Task statement
Copy the rows below word for word, beginning at the line that has "# test: pointer returns one pin per instance of the welding" and ending after the final row.

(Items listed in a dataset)
--------------------------------

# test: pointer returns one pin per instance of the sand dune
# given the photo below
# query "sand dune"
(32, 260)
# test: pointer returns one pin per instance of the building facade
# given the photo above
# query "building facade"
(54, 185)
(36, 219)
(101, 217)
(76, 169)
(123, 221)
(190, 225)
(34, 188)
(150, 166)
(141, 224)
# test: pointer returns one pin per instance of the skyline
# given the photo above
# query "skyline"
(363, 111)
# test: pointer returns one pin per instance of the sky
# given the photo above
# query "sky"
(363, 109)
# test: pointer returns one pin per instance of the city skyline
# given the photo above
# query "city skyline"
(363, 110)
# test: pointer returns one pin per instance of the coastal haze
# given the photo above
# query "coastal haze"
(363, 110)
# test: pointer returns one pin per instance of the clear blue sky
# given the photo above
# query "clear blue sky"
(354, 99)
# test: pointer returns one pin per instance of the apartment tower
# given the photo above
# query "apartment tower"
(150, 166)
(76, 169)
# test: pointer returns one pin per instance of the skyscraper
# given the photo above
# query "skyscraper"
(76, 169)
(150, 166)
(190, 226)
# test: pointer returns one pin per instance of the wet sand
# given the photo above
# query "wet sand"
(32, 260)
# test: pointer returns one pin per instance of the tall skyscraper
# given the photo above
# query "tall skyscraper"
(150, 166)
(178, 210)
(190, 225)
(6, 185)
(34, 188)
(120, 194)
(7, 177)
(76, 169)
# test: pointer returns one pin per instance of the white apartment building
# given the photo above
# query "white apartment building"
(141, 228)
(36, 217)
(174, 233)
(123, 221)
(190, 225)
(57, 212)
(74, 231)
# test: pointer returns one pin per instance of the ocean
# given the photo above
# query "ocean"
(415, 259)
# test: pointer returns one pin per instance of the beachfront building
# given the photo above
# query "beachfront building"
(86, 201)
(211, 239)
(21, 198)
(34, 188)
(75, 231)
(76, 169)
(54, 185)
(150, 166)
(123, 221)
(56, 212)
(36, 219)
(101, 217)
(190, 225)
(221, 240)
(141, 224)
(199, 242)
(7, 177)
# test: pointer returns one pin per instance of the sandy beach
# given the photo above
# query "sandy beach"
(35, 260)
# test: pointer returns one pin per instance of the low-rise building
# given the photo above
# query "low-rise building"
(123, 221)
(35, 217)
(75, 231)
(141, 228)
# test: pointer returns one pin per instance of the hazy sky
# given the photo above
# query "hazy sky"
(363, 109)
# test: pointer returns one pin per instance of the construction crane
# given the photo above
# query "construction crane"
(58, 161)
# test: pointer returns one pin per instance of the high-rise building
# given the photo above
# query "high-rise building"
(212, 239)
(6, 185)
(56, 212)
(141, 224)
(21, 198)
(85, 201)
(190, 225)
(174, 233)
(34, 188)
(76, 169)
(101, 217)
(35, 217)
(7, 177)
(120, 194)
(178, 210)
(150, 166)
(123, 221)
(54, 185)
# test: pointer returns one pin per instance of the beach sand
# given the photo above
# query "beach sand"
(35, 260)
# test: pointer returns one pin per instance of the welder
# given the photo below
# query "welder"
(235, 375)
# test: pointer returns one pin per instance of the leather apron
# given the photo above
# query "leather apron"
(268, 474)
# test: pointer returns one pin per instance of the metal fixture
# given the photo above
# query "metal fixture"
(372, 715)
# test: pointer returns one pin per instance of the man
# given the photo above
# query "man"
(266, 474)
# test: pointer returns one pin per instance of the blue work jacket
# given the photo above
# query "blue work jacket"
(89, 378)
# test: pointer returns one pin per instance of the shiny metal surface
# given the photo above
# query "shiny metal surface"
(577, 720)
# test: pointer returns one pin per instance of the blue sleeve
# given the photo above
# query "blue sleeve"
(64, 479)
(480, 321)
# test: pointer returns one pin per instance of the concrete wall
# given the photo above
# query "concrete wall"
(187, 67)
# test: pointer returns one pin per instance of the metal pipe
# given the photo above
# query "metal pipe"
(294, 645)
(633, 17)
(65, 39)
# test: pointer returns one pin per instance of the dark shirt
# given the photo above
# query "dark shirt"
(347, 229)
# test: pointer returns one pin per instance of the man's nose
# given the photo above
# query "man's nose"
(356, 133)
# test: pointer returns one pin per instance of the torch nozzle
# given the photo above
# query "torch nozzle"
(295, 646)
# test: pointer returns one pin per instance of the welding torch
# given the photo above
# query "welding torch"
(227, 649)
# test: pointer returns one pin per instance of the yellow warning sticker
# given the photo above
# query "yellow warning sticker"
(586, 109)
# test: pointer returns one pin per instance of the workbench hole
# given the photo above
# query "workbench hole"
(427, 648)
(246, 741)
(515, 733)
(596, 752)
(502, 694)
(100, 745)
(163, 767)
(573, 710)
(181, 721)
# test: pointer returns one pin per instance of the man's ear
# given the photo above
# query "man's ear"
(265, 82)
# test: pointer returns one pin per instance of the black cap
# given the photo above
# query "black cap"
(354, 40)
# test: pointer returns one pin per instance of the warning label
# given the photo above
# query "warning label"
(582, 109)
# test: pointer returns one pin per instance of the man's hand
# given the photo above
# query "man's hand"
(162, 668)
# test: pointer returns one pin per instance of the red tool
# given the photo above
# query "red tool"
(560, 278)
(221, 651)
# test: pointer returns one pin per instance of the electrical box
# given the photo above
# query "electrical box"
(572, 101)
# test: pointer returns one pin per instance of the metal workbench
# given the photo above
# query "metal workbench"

--------------------------------

Answer in full
# test: pointer returns one pin per instance of the welding torch
# given the photo above
# query "welding torch"
(227, 649)
# test: pointer returns one pin per instance of the yellow warning sticker
# given the photo above
# query "yellow warning sticker"
(586, 109)
# test: pointer returns one pin per instance of the workbench hole
# given the photo above
# query "workbench hole"
(427, 648)
(246, 741)
(515, 733)
(596, 752)
(502, 694)
(100, 745)
(163, 767)
(573, 710)
(181, 721)
# test: pointer returns one pin per instance of the man's ear
# given the photo above
# query "man's ear"
(265, 82)
# test: pointer returns one pin per instance of the black cap
# given the photo above
# query "black cap"
(354, 40)
# test: pointer returns one pin per instance of the warning label
# given the photo above
# query "warning label"
(582, 109)
# test: pointer returns one pin per instance of the man's hand
# given the photo above
# query "man's hand"
(162, 668)
# test: pointer returns one pin per instance of the red tool
# given the photo above
# query "red tool"
(560, 278)
(221, 651)
# test: pointer returns one pin per instance of the electrical box
# given the photo above
# query "electrical box"
(572, 101)
# test: pointer returns one pin per instance of the metal workbench
# given the photo above
# query "metal workbench"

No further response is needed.